What is being asked: All records should be reproduced verbatim.

Pointing records
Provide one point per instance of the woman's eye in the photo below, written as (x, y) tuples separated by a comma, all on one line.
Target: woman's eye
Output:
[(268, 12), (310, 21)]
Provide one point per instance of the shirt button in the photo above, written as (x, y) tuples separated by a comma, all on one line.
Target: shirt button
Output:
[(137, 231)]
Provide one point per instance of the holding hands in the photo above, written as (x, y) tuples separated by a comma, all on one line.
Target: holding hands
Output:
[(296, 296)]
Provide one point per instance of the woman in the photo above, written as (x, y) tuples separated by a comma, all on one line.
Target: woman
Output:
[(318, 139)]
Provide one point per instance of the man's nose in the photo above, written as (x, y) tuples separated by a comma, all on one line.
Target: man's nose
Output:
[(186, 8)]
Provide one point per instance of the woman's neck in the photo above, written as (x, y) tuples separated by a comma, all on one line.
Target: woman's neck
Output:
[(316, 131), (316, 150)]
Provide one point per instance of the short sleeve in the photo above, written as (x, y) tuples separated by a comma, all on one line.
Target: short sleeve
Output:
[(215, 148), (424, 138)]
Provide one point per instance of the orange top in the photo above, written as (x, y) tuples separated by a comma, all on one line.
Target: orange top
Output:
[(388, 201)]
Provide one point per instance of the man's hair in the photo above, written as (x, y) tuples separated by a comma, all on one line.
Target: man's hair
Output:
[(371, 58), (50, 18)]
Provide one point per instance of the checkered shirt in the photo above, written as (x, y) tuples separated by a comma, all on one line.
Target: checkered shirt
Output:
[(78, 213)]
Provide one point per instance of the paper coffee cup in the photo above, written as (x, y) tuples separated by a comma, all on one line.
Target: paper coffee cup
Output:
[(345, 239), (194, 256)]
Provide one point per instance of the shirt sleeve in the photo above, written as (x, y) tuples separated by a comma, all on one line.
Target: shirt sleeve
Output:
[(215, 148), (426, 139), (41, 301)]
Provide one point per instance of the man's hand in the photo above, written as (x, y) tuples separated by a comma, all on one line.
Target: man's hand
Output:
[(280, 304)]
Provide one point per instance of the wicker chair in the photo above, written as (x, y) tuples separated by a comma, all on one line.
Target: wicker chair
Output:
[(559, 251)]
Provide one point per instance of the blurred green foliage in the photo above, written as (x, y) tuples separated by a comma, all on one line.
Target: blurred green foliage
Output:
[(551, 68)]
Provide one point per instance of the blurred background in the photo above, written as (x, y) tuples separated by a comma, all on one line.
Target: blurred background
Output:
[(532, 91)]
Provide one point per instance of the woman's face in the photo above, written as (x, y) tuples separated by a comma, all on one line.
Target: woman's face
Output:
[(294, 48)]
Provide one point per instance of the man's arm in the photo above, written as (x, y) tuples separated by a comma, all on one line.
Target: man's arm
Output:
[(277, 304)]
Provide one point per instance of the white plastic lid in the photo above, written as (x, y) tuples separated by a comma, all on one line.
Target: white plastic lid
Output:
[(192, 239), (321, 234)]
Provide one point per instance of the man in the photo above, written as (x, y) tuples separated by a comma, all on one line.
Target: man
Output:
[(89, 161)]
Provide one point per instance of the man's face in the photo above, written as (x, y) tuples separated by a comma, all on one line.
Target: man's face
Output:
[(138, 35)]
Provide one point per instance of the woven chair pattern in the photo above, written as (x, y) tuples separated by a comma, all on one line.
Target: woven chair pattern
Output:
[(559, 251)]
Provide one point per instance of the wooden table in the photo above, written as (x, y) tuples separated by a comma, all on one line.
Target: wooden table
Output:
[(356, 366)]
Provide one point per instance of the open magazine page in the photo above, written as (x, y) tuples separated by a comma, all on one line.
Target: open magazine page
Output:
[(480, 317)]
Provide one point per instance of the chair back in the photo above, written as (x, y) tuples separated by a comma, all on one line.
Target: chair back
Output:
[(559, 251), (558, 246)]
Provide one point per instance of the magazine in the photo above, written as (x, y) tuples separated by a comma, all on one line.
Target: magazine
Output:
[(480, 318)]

Complete answer:
Provide one point per instance of the woman's eye in the photo below, written as (x, y) tuples separated by a comma, all on one line.
Target: woman's eye
Output:
[(268, 12), (310, 21)]
Provide one point per instance of the shirt button in the photo above, written as (x, y) tuples separated by a comma, all on one line.
Target: shirt button
Output:
[(137, 231)]
Provide one point per instance of the holding hands in the photo above, written as (x, y) tuples separated by a comma, all on one line.
Target: holding hands
Output:
[(296, 296)]
Provide one point per instance of the woman in the photo above, written as (x, y) tuples separated by a comma, all on one line.
Target: woman
Output:
[(318, 139)]
Provide one point per instance of the man's nose in the photo above, written as (x, y) tuples separated by a comma, all on one line.
Target: man's nose
Output:
[(186, 8)]
Provide one point per instance of the woman's neck in the photo above, written as (x, y) tuples separated by a comma, all on one line.
Target: woman's neck
Output:
[(316, 131), (316, 150)]
Provide one point per instance of the short sleeve in the photo above, written as (x, y) tuples separated by a comma, all on one line.
Target: short sleeve
Output:
[(215, 148), (424, 138)]
Provide one point per instance of the orange top in the photo above, written as (x, y) tuples separated by a comma, all on one line.
Target: orange top
Output:
[(388, 201)]
Provide one point per instance of the man's hair in the photo above, written as (x, y) tuples separated by a comma, all on one line.
Target: man's hair
Output:
[(371, 58), (50, 18)]
Provide one point per instance of the checkered shirt in the photo above, written as (x, y) tuples separated by a comma, all on one line.
Target: checkered shirt
Output:
[(78, 213)]
Provide one point per instance of the paper coffee cup in the photo above, written as (x, y) tuples separated by a comma, all on one line.
Target: paper coffee cup
Output:
[(345, 239), (194, 256)]
Provide one point per instance of the shirt sleeve in the photo above, written as (x, y) tuples separated by a comma, all on one line.
Target: shirt sleeve
Output:
[(215, 148), (426, 139), (41, 301)]
Provide one point per instance of the man's hand in the photo above, written as (x, y) tuples separated by a comma, all on one line.
Target: man's hand
Output:
[(280, 304)]
Provide one point per instance of the wicker chair in the photo above, written as (x, y) tuples separated by a comma, all on one line.
Target: wicker chair
Output:
[(559, 251)]
Provide one point per instance of the blurred green foliage in the photo above, written as (x, y) tuples separated by a comma, all on one line.
Target: blurred green foliage
Output:
[(551, 68)]
Provide one point per instance of the blurred background in the photo above, written as (x, y) tuples separated by a comma, all on one line.
Target: blurred background
Output:
[(532, 91)]
Provide one point per instance of the woman's face in the photo above, written as (x, y) tuples separated by a comma, all on one line.
Target: woman's face
Output:
[(294, 48)]
Provide one point per instance of the man's arm in the photo above, written as (x, y) tuples separated by a comma, all on one line.
Target: man's arm
Output:
[(277, 304)]
Provide one point per instance of the white plastic lid in the photo above, written as (x, y) tuples separated by a comma, all on one line.
Target: white plastic lid
Output:
[(192, 239), (321, 234)]
Provide one point per instance of the man in the photo above, written as (x, y) tuples separated by a comma, all on one line.
Target: man
Output:
[(89, 161)]
Provide one point per instance of the man's face in the photo above, written as (x, y) tuples separated by a comma, all on one line.
Target: man's face
Output:
[(138, 35)]
Provide one point per instance of the woven chair pattern in the photo above, written as (x, y) tuples separated by a comma, all on one line.
Target: woven chair pattern
Output:
[(559, 251)]
Provide one point per instance of the wooden table in the photo above, written as (x, y) tuples separated by a comma, all on one line.
Target: wooden table
Output:
[(356, 366)]
Provide one point per instance of the open magazine page in the photo above, written as (x, y) tuples separated by a comma, all on one line.
Target: open magazine page
Output:
[(480, 317)]
Provide one point per instance of the chair back in the photo above, written as (x, y) tuples separated by a comma, all on one line.
Target: chair back
Output:
[(559, 251), (558, 246)]
Provide one point per instance of the magazine in the photo above, written as (x, y) tuples separated by a comma, all on one line.
Target: magazine
Output:
[(480, 318)]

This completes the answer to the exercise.